## TASK INSTRUCTIONS
Below are the records; count how many of their lines hold the string "doorway" and give the number alone.

## MATERIAL FOR THE TASK
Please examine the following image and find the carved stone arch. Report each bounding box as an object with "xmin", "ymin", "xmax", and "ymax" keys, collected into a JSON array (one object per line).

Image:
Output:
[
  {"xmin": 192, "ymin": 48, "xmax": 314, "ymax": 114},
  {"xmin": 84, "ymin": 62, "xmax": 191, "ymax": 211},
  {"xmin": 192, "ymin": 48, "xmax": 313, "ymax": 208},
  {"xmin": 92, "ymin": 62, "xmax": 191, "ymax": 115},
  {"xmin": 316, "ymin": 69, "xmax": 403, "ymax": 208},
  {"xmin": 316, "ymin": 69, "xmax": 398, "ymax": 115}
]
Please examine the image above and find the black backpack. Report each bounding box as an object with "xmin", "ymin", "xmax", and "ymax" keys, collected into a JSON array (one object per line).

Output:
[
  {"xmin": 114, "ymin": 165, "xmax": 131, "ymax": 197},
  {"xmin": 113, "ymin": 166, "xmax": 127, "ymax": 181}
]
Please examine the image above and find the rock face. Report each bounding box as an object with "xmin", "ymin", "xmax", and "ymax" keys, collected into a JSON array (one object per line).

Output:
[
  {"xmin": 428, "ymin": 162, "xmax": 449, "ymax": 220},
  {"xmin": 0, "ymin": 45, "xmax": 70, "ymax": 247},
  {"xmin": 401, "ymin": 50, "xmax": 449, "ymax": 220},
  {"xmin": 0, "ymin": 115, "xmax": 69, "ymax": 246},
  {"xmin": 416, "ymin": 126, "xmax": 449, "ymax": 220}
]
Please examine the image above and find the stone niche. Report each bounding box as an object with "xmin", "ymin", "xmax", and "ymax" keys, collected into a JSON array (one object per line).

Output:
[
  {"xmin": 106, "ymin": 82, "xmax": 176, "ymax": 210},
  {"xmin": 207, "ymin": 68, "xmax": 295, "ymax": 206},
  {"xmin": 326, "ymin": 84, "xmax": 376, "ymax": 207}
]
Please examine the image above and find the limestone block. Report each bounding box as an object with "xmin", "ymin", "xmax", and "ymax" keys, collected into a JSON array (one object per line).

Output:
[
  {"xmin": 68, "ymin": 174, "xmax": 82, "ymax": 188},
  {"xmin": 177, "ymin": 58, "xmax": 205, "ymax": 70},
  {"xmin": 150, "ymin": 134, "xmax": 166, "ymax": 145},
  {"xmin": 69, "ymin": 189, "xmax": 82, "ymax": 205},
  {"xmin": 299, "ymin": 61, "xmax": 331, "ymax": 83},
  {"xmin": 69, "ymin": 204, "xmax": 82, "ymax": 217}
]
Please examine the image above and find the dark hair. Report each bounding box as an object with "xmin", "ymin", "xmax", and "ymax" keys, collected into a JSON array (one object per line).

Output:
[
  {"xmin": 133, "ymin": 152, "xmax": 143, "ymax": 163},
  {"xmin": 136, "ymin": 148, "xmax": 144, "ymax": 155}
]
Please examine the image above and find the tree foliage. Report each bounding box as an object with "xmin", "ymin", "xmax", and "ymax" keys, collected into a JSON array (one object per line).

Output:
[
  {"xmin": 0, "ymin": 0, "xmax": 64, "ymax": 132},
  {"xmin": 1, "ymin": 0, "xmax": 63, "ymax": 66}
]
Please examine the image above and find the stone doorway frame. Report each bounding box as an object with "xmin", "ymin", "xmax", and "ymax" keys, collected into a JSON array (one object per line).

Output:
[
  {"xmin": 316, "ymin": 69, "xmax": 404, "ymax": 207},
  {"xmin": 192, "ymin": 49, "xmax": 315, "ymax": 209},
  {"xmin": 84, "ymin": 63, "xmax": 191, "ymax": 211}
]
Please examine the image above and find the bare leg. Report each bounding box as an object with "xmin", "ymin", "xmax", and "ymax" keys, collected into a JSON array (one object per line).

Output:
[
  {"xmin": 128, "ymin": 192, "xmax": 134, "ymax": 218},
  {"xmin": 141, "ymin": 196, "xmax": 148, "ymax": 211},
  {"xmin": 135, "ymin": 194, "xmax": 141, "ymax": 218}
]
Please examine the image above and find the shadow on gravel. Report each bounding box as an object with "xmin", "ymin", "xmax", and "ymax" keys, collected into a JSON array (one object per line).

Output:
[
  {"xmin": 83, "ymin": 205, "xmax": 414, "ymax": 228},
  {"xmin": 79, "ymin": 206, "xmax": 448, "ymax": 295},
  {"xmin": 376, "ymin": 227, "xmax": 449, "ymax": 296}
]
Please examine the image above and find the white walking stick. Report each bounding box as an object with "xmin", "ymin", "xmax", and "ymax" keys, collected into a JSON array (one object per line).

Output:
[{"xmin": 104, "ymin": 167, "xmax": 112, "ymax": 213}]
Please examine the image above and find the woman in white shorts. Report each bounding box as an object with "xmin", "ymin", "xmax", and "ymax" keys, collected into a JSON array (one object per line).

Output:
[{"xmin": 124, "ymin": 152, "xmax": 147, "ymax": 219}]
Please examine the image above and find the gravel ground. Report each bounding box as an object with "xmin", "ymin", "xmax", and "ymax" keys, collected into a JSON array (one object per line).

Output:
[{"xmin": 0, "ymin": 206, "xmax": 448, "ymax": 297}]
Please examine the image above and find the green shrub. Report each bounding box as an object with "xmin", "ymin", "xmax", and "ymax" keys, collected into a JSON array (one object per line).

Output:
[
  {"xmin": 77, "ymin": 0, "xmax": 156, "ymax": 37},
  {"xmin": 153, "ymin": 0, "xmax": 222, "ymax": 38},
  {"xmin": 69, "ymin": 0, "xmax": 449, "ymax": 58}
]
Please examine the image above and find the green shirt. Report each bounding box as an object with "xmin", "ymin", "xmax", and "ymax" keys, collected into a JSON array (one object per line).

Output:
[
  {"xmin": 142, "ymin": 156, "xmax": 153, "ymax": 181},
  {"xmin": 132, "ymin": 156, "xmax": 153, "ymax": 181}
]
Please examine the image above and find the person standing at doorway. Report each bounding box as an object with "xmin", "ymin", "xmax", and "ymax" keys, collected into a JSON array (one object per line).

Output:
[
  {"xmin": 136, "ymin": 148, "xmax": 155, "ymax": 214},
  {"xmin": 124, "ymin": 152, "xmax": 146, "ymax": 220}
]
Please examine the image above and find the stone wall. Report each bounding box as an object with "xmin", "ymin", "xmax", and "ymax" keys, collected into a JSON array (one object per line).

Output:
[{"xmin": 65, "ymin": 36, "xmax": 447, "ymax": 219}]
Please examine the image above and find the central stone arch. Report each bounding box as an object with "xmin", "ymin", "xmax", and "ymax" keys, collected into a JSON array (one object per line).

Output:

## TASK RESPONSE
2